§ What to do: Down to the last line below, repeat the entries word for word and drop the pictures.

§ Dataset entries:
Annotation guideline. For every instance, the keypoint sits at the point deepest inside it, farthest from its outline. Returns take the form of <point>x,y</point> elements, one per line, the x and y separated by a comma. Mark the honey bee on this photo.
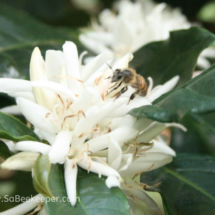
<point>128,77</point>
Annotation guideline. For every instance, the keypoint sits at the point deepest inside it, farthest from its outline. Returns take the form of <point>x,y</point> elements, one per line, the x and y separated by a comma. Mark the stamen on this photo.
<point>70,116</point>
<point>150,86</point>
<point>69,77</point>
<point>81,57</point>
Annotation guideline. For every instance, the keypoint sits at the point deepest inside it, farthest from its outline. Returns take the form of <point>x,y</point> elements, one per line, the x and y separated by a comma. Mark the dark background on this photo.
<point>64,12</point>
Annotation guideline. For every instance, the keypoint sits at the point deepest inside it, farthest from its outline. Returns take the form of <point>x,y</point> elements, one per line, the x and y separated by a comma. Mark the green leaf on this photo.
<point>199,137</point>
<point>95,197</point>
<point>174,56</point>
<point>4,151</point>
<point>19,34</point>
<point>15,189</point>
<point>207,12</point>
<point>41,172</point>
<point>187,184</point>
<point>197,96</point>
<point>13,129</point>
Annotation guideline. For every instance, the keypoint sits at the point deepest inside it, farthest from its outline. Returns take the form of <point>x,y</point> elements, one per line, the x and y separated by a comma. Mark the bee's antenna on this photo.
<point>110,67</point>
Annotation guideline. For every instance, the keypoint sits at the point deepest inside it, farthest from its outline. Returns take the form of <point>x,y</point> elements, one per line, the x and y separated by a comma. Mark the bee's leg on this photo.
<point>133,95</point>
<point>124,89</point>
<point>116,87</point>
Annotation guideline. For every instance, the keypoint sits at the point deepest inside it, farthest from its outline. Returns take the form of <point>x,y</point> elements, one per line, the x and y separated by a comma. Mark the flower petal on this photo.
<point>23,161</point>
<point>152,131</point>
<point>99,168</point>
<point>24,207</point>
<point>71,59</point>
<point>43,97</point>
<point>125,108</point>
<point>147,162</point>
<point>60,147</point>
<point>8,85</point>
<point>114,153</point>
<point>36,115</point>
<point>94,65</point>
<point>121,135</point>
<point>32,146</point>
<point>55,87</point>
<point>85,124</point>
<point>70,175</point>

§ Problem solution:
Annotation guideline. For every instance, the keypoint sits at the point deepest inside it, farthest from its outline. Returns take the form of <point>x,y</point> elements, one per line, the x and y separated by a comma. Mark the honey bee on this photo.
<point>128,77</point>
Annotation guideline. For every instance, the keypoint sits at the point deepest inside it, farthest from its outline. Returns take the form of <point>x,y</point> elements, one per line, the x and y separated by a comma. Mark the stamen on this photo.
<point>70,116</point>
<point>150,86</point>
<point>69,77</point>
<point>81,57</point>
Annotation guideline. For every instance, the keypoint sits at the point deepest inside it, farthest from its outline. Returns take the form of <point>x,y</point> elements, one per line, the x and y separated by a comma. Mark the dark background on this photo.
<point>64,12</point>
Annotation guideline. For every instance, the keypoint sits at the point deepest inside it, farthest from its outline. Returns take the form of <point>x,y</point> elements, one per line, the x and y separated by a comma. Mark the green leaf on this photo.
<point>199,137</point>
<point>95,197</point>
<point>174,56</point>
<point>4,151</point>
<point>19,34</point>
<point>15,189</point>
<point>207,12</point>
<point>41,172</point>
<point>187,184</point>
<point>197,96</point>
<point>13,129</point>
Annotation guideline. For every instance, the keypoint sits at the point deepest inside it, farthest from its outline. Returns take the form of <point>x,y</point> elements, one per line, the x and y separated by a comma. Mark the bee's antenna on this photo.
<point>110,67</point>
Annotation guideline. For every instance, the keypoint sits at the point deepest inside it, farthest from its outline. Returns take the form of <point>x,y</point> elements, one per line, the x and y separated by a comma. Mark the bee's leg on this photo.
<point>133,95</point>
<point>124,89</point>
<point>116,87</point>
Annotation guideline. For every instance, the keypoint sits at the point deepest inside it, farthest from its outline. Returns take the form of <point>x,y</point> elements, one per line, the x and y separated by a comma. Mark the flower petal on this photo.
<point>23,161</point>
<point>152,131</point>
<point>99,168</point>
<point>24,207</point>
<point>71,59</point>
<point>43,97</point>
<point>125,108</point>
<point>147,162</point>
<point>60,147</point>
<point>8,85</point>
<point>114,153</point>
<point>36,115</point>
<point>94,65</point>
<point>121,135</point>
<point>32,146</point>
<point>55,87</point>
<point>85,124</point>
<point>70,175</point>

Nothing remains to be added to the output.